■ Set problem: Copy the data below word for word, leaving the pictures out of your copy.

--- Start ---

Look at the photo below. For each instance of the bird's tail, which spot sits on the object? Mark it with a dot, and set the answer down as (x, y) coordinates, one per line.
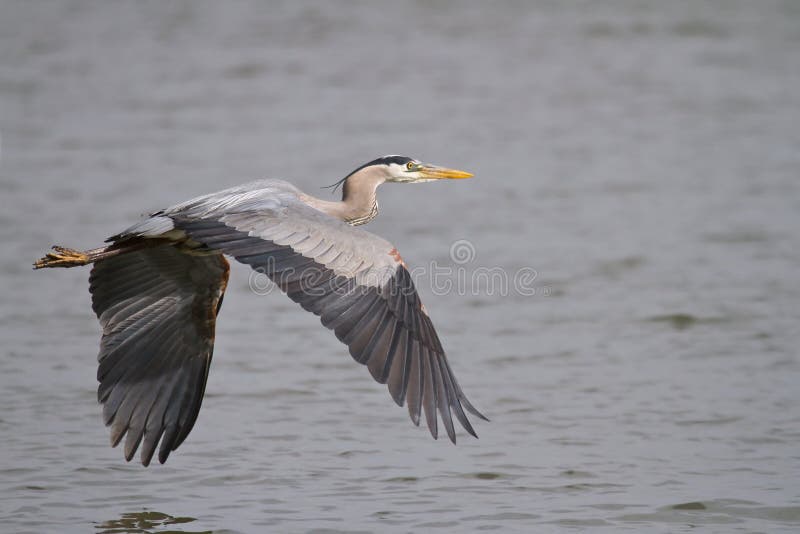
(67, 257)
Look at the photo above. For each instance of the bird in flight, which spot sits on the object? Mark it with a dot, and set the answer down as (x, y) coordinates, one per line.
(157, 288)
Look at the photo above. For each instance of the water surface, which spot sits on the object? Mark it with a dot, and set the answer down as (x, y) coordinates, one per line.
(642, 159)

--- End ---

■ Expected output:
Look at the photo below. For each instance of the bird's tail, which spot sits on the object? Mark it with a dot, and set the answer down as (x, y) coordinates, one per line.
(67, 257)
Look at the photo above. For each instance of the bird in flight, which spot sits on the object? Mark it with a dot, and set the answer down as (x, y) coordinates, one per line.
(157, 288)
Look at the photo above. For each instance of the water surface, which spot sits on the object? Mark it with a dot, and set the answer down as (x, y) coordinates, one per line.
(642, 159)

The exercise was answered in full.